### FRAGMENTO DEL TEXTO

BULLYING: El acoso a la subjetividad






La Vanguardia. Tendencias, sábado 11 de julio de 2015

El reciente suicidio de una niña discapacitada, víctima de acoso escolar, nos recuerda las dramáticas consecuencias del bullying. No es un caso único, si bien es difícil cuantificar los casos de suicidio relacionados con el acoso. Son situaciones extremas que se suman a otras más frecuentes y que comportan un gran sufrimiento psíquico para los chicos y chicas objeto de esa violencia entre iguales.

Siempre hubo actos de matonismo en la escuela como nos recuerdan personajes literarios como el estudiante Törless de Robert Musil o la reciente obra teatral de S. Vila-Sanjuán “El club de la escalera” (Teatro contra el bullying). Pero entender la actualidad del bullying implica situarlo en nuestro contexto y localizar sus novedades. Una investigación en curso, y en la que hemos recogido testimonios diversos de alumnos, padres y docentes, nos aporta tres claves.
Por un lado el declive de la autoridad, encarnada tradicionalmente por el padre y sus derivados (maestro, cura, gobernante). No se trata tanto de ausencia de normas - haberlas haylas- sino de juzgar la autoridad paterna por su capacidad para inventar soluciones, para transmitir un testimonio vital a los hijos, a esos que como Telémaco, hijo de Ulises, miran el horizonte escrutando la llegada de un padre que no acaba de estar donde se le espera, para acompañar al hijo en su recorrido y en sus impasses.

### CONSIGNA A
Transcribe completo y sin ningún cambio el texto sobre el acoso escolar.
### CONSIGNA B
Reproduce de nuevo el listado completo, línea por línea y sin alterar nada.
El texto sobre el acoso escolar y el listado son materiales independientes entre sí.

### LISTADO ORIGINAL
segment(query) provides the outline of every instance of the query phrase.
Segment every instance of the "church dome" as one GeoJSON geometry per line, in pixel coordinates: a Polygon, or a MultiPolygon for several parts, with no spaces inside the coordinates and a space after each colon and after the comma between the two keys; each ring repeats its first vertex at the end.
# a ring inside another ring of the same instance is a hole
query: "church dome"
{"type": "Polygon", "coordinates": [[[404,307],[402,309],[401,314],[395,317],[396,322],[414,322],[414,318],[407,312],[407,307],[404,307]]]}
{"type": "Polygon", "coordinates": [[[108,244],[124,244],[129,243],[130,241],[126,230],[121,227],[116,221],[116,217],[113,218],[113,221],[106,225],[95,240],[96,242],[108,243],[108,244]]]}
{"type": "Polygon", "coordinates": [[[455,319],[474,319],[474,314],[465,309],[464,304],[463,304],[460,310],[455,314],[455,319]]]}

### SOLUCIÓN A
BULLYING: El acoso a la subjetividad






La Vanguardia. Tendencias, sábado 11 de julio de 2015

El reciente suicidio de una niña discapacitada, víctima de acoso escolar, nos recuerda las dramáticas consecuencias del bullying. No es un caso único, si bien es difícil cuantificar los casos de suicidio relacionados con el acoso. Son situaciones extremas que se suman a otras más frecuentes y que comportan un gran sufrimiento psíquico para los chicos y chicas objeto de esa violencia entre iguales.

Siempre hubo actos de matonismo en la escuela como nos recuerdan personajes literarios como el estudiante Törless de Robert Musil o la reciente obra teatral de S. Vila-Sanjuán “El club de la escalera” (Teatro contra el bullying). Pero entender la actualidad del bullying implica situarlo en nuestro contexto y localizar sus novedades. Una investigación en curso, y en la que hemos recogido testimonios diversos de alumnos, padres y docentes, nos aporta tres claves.
Por un lado el declive de la autoridad, encarnada tradicionalmente por el padre y sus derivados (maestro, cura, gobernante). No se trata tanto de ausencia de normas - haberlas haylas- sino de juzgar la autoridad paterna por su capacidad para inventar soluciones, para transmitir un testimonio vital a los hijos, a esos que como Telémaco, hijo de Ulises, miran el horizonte escrutando la llegada de un padre que no acaba de estar donde se le espera, para acompañar al hijo en su recorrido y en sus impasses.

### SOLUCIÓN B
segment(query) provides the outline of every instance of the query phrase.
Segment every instance of the "church dome" as one GeoJSON geometry per line, in pixel coordinates: a Polygon, or a MultiPolygon for several parts, with no spaces inside the coordinates and a space after each colon and after the comma between the two keys; each ring repeats its first vertex at the end.
# a ring inside another ring of the same instance is a hole
query: "church dome"
{"type": "Polygon", "coordinates": [[[404,307],[402,309],[401,314],[395,317],[396,322],[414,322],[414,318],[407,312],[407,307],[404,307]]]}
{"type": "Polygon", "coordinates": [[[108,244],[124,244],[129,243],[130,241],[126,230],[121,227],[116,221],[116,217],[113,218],[113,221],[106,225],[95,240],[96,242],[108,243],[108,244]]]}
{"type": "Polygon", "coordinates": [[[455,319],[474,319],[474,314],[465,309],[464,304],[463,304],[460,310],[455,314],[455,319]]]}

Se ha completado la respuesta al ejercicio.